### PAGE

Re: COPY FREEZE and setting PD_ALL_VISIBLE/visibility map bits

From: Pavan Deolasee <pavan(dot)deolasee(at)gmail(dot)com>
To: Jeff Janes <jeff(dot)janes(at)gmail(dot)com>
Cc: pgsql-hackers <pgsql-hackers(at)postgresql(dot)org>, Simon Riggs <simon(at)2ndquadrant(dot)com>
Subject: Re: COPY FREEZE and setting PD_ALL_VISIBLE/visibility map bits
Date: 2019-02-27 04:56:25
Message-ID: CABOikdOzzLE8A9CivB+xYVZSVUUHRfkA=FOC48TNHtyWPBBhmA@mail.gmail.com
Views: Raw Message | Whole Thread | Download mbox | Resend email
Thread:
Lists: pgsql-hackers

On Wed, Feb 27, 2019 at 7:05 AM Jeff Janes <jeff(dot)janes(at)gmail(dot)com> wrote:

>
>
> After doing a truncation and '\copy ... with (freeze)' of a table with
> long data, I find that the associated toast table has a handful of unfrozen
> blocks. I don't know if that is an actual problem, but it does seem a bit
> odd, and thus suspicious.
>
>
Hi Jeff, thanks for looking at it and the test. I can reproduce the problem
and quite curiously block number 1 and then every 32672th block is getting
skipped.

postgres=# select * from pg_visibility('pg_toast.pg_toast_16384') where
all_visible = 'f';
blkno | all_visible | all_frozen | pd_all_visible
--------+-------------+------------+----------------
1 | f | f | f
32673 | f | f | f
65345 | f | f | f
98017 | f | f | f
130689 | f | f | f
163361 | f | f | f
<snip>

Having investigated this a bit, I see that a relcache invalidation arrives
after 1st and then after every 32672th block is filled. That clears the
rel->rd_smgr field and we lose the information about the saved target
block. The code then moves to extend the relation again and thus skips the
previously less-than-half filled block, losing the free space in that block.

postgres=# SELECT * FROM
page_header(get_raw_page('pg_toast.pg_toast_16384', 0));
lsn | checksum | flags | lower | upper | special | pagesize |
version | prune_xid
------------+----------+-------+-------+-------+---------+----------+---------+-----------
1/15B37748 | 0 | 4 | 40 | 64 | 8192 | 8192 |
4 | 0
(1 row)

postgres=# SELECT * FROM
page_header(get_raw_page('pg_toast.pg_toast_16384', 1));
lsn | checksum | flags | lower | upper | special | pagesize |
version | prune_xid
------------+----------+-------+-------+-------+---------+----------+---------+-----------
1/15B39A28 | 0 | 4 | 28 | 7640 | 8192 | 8192 |
4 | 0
(1 row)

postgres=# SELECT * FROM
page_header(get_raw_page('pg_toast.pg_toast_16384', 2));
lsn | checksum | flags | lower | upper | special | pagesize |
version | prune_xid
------------+----------+-------+-------+-------+---------+----------+---------+-----------
1/15B3BE08 | 0 | 4 | 40 | 64 | 8192 | 8192 |
4 | 0
(1 row)

######
### DATASET

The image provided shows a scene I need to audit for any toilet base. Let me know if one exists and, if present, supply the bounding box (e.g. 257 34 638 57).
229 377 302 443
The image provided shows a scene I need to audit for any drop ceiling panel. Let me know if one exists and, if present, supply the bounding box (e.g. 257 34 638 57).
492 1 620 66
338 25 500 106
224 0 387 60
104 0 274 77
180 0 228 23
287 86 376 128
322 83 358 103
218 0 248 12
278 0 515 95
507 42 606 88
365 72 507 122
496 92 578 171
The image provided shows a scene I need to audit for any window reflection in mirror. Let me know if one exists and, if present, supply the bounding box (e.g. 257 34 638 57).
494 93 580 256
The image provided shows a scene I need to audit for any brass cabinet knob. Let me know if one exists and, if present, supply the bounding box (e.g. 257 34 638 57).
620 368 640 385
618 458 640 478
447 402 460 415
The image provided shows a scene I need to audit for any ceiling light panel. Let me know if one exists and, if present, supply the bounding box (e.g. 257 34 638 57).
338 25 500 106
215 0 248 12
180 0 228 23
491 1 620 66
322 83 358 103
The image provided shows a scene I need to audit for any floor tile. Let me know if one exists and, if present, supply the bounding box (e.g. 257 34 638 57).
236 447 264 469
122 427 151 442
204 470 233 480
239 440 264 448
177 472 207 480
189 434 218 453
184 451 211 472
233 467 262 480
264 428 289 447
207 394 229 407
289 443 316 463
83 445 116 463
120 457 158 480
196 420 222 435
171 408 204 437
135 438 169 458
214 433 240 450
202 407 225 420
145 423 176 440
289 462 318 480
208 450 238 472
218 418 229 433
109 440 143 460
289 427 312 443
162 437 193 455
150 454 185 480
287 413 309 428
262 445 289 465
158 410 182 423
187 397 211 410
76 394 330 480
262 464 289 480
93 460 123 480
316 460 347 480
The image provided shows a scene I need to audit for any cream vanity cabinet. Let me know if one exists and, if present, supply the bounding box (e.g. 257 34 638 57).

######

:: GIVEN INSTRUCTION ::
Pick up the mailing-list message about COPY FREEZE and visibility map bits from the point where it stops.

:: RESPONSE TO THIS EXERCISE ::
So the block 1 has a large amount of free space (upper - lower), which
never gets filled.

I am not yet sure what causes the relcache invalidation at regular
intervals. But if I have to guess, it could be because of a new VM (or
FSM?) page getting allocated. I am bit puzzled because this issue seems to
only occur with toast tables since I tested the patch while writing it on a
regular table and did not see any block remaining unfrozen. I tested only
upto 450 blocks, but that shouldn't matter because with your test, we see
the problem with block 1 as well. So something to look into in more detail.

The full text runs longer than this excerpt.